* EXCERPT *
■ ■ ■ ■

# Here's what the pistol can do, too.



## ergo (Aug 15, 2017)




----------



## Bearfootfarm (Jul 13, 2006)

Are we supposed to be impressed at how fast he wastes ammo?


----------



## Texaspredatorhu (Sep 15, 2015)

Bearfootfarm said:


> Are we supposed to be impressed at how fast he wastes ammo?


Very much so I guess. Accuracy doesn't matter much with that!


----------



## catalekid (Jan 23, 2011)

Looks like he is well withing minute of bad guy on every shot ............ of course, the only reason I can thing of to shoot any person that many times is if you are shooting an underpowered cartridge.


----------



## mustangglp (Jul 7, 2015)

One shot should get the job done with a 45? I suspect he's shoots greatly reduced loads. He a amazing shot anyway.


----------



## Hitch (Oct 19, 2016)

I'm sorry but a 9mm 1911 is blasphemy.


----------



## catalekid (Jan 23, 2011)

I agree with Hitch


----------



## Chuck R. (Apr 24, 2008)

■ ■ ■ ■

* DATA FOR PROCESSING *
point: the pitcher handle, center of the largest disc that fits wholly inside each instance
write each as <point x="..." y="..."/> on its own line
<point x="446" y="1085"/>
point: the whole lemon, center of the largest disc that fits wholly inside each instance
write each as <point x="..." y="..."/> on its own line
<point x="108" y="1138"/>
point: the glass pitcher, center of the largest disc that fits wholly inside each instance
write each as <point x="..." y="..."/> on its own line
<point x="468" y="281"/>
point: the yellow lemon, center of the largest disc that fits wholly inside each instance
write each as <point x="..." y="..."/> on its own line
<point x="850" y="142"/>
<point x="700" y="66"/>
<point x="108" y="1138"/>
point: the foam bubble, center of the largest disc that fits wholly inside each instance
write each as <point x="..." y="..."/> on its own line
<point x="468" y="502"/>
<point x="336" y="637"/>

■ ■ ■ ■

* WHAT YOU WILL DO *
1 – List every distinct username that heads a post in the pistol thread.
2 – Rewrite all the rows with "largest disc" replaced by "biggest circle", keeping everything else unchanged.
The pistol thread and the rows have nothing to do with each other.

* RESPONSES *
1 – ergo, Bearfootfarm, Texaspredatorhu, catalekid, mustangglp, Hitch, Chuck R.

2 –
point: the pitcher handle, center of the biggest circle that fits wholly inside each instance
write each as <point x="..." y="..."/> on its own line
<point x="446" y="1085"/>
point: the whole lemon, center of the biggest circle that fits wholly inside each instance
write each as <point x="..." y="..."/> on its own line
<point x="108" y="1138"/>
point: the glass pitcher, center of the biggest circle that fits wholly inside each instance
write each as <point x="..." y="..."/> on its own line
<point x="468" y="281"/>
point: the yellow lemon, center of the biggest circle that fits wholly inside each instance
write each as <point x="..." y="..."/> on its own line
<point x="850" y="142"/>
<point x="700" y="66"/>
<point x="108" y="1138"/>
point: the foam bubble, center of the biggest circle that fits wholly inside each instance
write each as <point x="..." y="..."/> on its own line
<point x="468" y="502"/>
<point x="336" y="637"/>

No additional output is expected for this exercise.